12 January 2007 - International Space Station Status Report #07-02. After a three-day holiday to celebrate the Russian Orthodox Christmas, astronauts on the International Space Station spent the week packing trash into the ISS Progress 22 cargo craft and unpacking items delivered by ISS Progress 23 as they prepared for the arrival of new supplies.

Packed with discarded items no longer needed on the outpost, Progress 22 will undock from the station’s Pirs Docking Compartment next Tuesday at 5:28 p.m. CST. Its engines will be fired three hours later to send it back into the atmosphere, where it will burn up.

The station crew, Commander Michael Lopez-Alegria and Flight Engineers Mikhail Tyurin and Suni Williams, geared up for the docking of ISS Progress 24 at Pirs, which is slated for Friday, Jan. 19 at 9 p.m. CST. Progress 24 will launch on Wednesday, Jan. 17, from the Baikonur Cosmodrome in Kazakhstan at 8:12 p.m. CST.

The new Russian cargo ship will bring about 2.5 tons of food, fuel, oxygen and supplies to the complex, including clothing and spacewalk hardware for the next resident crew that will arrive at the station in April.

In preparation for the undocking of Progress 22, Tyurin disassembled and removed the docking mechanism in the hatchway between the cargo craft and the docking compartment. The mechanism will be returned to Earth on Space Shuttle Atlantis' mission to the complex in March.

During the week, the crew worked for several hours in the Zvezda Service Module on a major systems replacement task, trained on the Robotics Onboard Trainer and relocated it to a new rack in the Destiny lab. They also repaired and tested a Russian exercise machine.

Dataset excerpts:
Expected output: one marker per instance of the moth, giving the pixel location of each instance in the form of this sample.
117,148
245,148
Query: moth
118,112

Short task A:
Quote the space station status report word for word, starting at "The station crew, Commander" and ending at "station in April.".
Short task B:
Summarize the space station status report in two sentences.
The records can be left aside here.

Final result A:
The station crew, Commander Michael Lopez-Alegria and Flight Engineers Mikhail Tyurin and Suni Williams, geared up for the docking of ISS Progress 24 at Pirs, which is slated for Friday, Jan. 19 at 9 p.m. CST. Progress 24 will launch on Wednesday, Jan. 17, from the Baikonur Cosmodrome in Kazakhstan at 8:12 p.m. CST.

The new Russian cargo ship will bring about 2.5 tons of food, fuel, oxygen and supplies to the complex, including clothing and spacewalk hardware for the next resident crew that will arrive at the station in April.

Final result B:
During the week, the station crew packed trash into Progress 22 and unpacked Progress 23 while preparing for Progress 24, which launches on Jan. 17 and is due to dock at Pirs on Jan. 19 with about 2.5 tons of food, fuel, oxygen and supplies. Progress 22 will undock next Tuesday and burn up in the atmosphere, and the crew also worked on a systems replacement in the Zvezda Service Module, moved the Robotics Onboard Trainer to the Destiny lab, and repaired a Russian exercise machine.